Reproduce the text lines of each item below verbatim, in their original order, omitting the pictures.
|---|
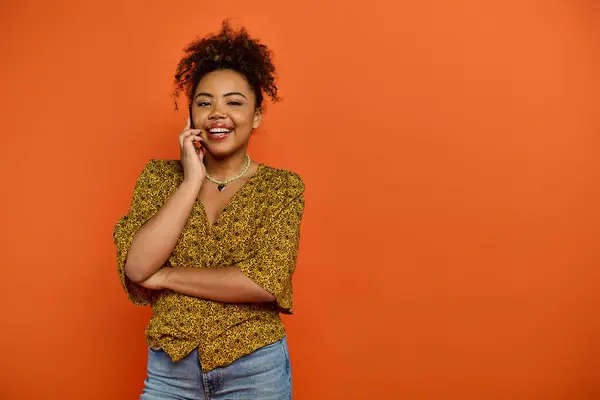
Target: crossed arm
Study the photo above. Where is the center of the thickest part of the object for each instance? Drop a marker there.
(144, 245)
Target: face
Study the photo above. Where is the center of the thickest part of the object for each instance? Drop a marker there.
(224, 107)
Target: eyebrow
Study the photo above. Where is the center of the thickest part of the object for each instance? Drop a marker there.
(225, 95)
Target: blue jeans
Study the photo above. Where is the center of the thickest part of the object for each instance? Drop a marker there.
(264, 374)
|---|
Output for this exercise:
Target: crossed arm
Study the photo above. Where is the center of the thickest part of the object for each instance? Drop a marker there.
(144, 245)
Target: face
Study the photo above. Where is the center of the thickest part of the object for each instance? Drop a marker there.
(224, 107)
Target: eyebrow
Study the photo above. Where is the center of the thickest part of the object for each instance? Drop a marker there.
(225, 95)
Target: blue jeans
Study the photo above. Where is the center of the thickest part of the object for each instance? Drop a marker there.
(264, 374)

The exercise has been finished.